Render the stretch from the line containing "at the aluminum" through the end of the entries as a two-column CSV with the columns text and answer. Give one row per entry, with each value in its own quoted field and line breaks turned into spaces.

[Source records]

____________________

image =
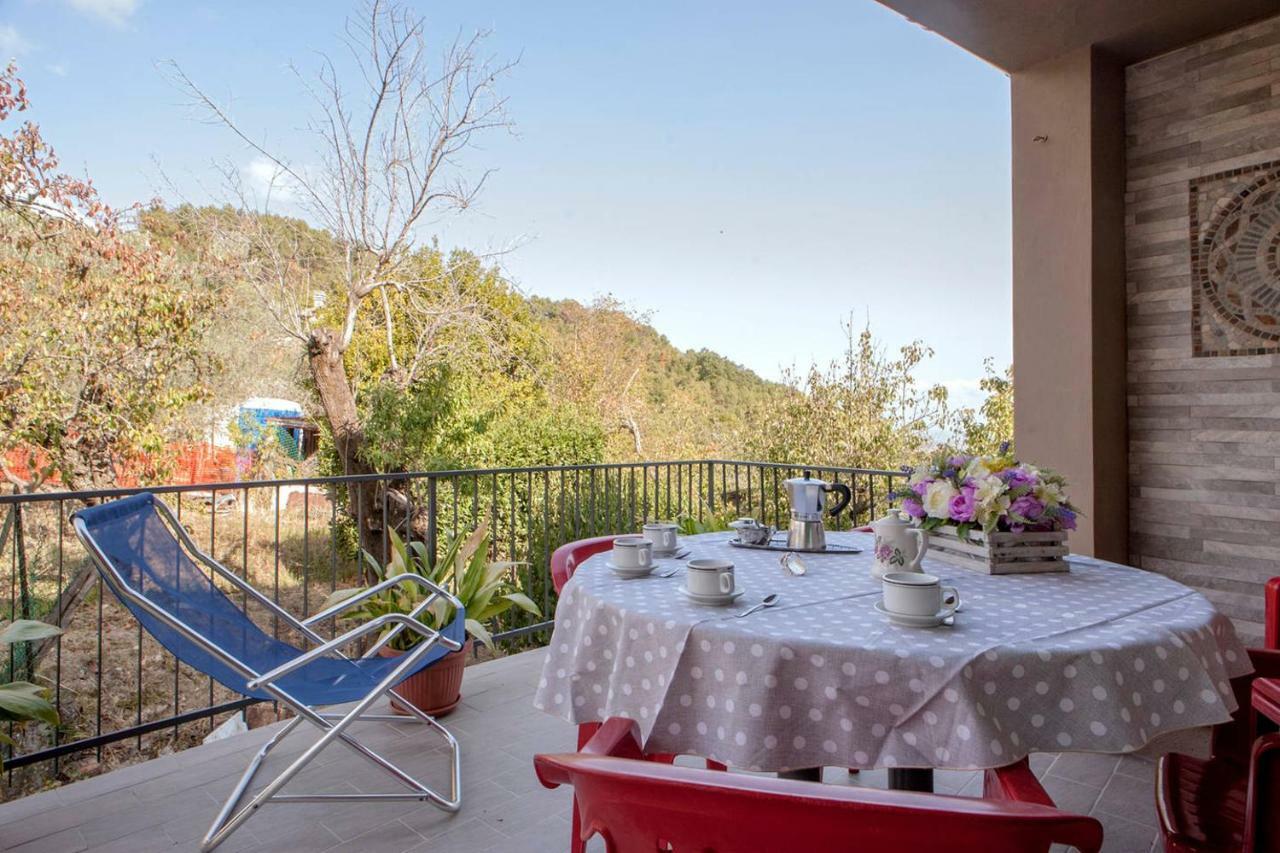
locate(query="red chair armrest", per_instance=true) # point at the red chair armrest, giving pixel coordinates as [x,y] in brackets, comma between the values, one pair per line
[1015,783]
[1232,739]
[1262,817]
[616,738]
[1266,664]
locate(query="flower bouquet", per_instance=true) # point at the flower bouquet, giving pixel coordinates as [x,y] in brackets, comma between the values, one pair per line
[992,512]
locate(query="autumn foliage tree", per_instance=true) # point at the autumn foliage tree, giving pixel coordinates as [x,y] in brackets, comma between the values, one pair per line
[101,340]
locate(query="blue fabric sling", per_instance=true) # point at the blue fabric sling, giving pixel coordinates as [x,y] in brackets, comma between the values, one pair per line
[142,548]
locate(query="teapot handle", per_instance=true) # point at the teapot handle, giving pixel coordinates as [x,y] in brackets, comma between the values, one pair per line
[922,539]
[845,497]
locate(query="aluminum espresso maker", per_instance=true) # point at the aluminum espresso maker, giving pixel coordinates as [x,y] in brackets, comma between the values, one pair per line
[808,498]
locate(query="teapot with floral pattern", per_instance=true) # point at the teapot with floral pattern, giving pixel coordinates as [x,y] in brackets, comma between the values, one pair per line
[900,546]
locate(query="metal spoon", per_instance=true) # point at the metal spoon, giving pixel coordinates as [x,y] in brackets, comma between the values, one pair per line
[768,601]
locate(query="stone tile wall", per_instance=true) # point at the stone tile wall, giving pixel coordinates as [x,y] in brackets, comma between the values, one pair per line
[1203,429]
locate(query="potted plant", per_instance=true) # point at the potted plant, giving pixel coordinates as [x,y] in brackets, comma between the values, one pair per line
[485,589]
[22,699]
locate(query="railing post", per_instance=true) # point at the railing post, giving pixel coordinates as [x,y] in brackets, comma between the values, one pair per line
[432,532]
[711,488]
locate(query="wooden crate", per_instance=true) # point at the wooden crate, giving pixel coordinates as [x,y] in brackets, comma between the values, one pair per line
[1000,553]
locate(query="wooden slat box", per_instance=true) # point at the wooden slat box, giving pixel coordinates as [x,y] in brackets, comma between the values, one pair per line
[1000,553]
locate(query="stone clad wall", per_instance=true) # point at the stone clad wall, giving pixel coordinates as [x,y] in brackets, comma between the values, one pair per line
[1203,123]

____________________

— Solution to this exercise —
text,answer
"locate(query=""aluminum espresso maker"", per_instance=true) # point at the aluminum espresso maker, giving pixel coordinates as [x,y] in brackets, comma between the values, one pair per line","[808,498]"
"locate(query=""teapot with floral pattern"", per_instance=true) # point at the teapot with floral pattern, giving pixel coordinates as [x,y] in brackets, comma between the values, one pair per line","[900,546]"
"locate(query=""metal spoon"", per_instance=true) # point at the metal spoon, giving pixel coordinates as [x,y] in brackets, comma between the values, one pair per line","[768,601]"
"locate(query=""stone tile wall"", per_instance=true) # point at the stone tile wall, giving pixel coordinates as [x,y] in brackets, comma between the values, one pair per line","[1203,429]"
"locate(query=""potted plant"", per_instance=true) # point at the potted plant, giving pixel coordinates as [x,y] in brackets, comma between the values, one pair per line","[485,589] [22,699]"
"locate(query=""railing post"", per_instance=true) # point at the railing post, giving pixel coordinates as [x,y] in brackets, comma between the values, one pair per line","[432,532] [711,488]"
"locate(query=""wooden crate"", per_instance=true) # point at the wooden crate, giving pixel coordinates as [x,y] in brackets, comma between the values, one pair per line","[1000,553]"
"locate(query=""wooden slat box"", per_instance=true) # point at the wooden slat box, giving pixel coordinates as [x,y] in brackets, comma between the values, one pair per line","[1000,553]"
"locate(query=""stone clad wall"", per_instance=true) # point at the stone clad wall, giving pixel coordinates as [x,y] in brackets, comma between the values, one pair per line","[1203,123]"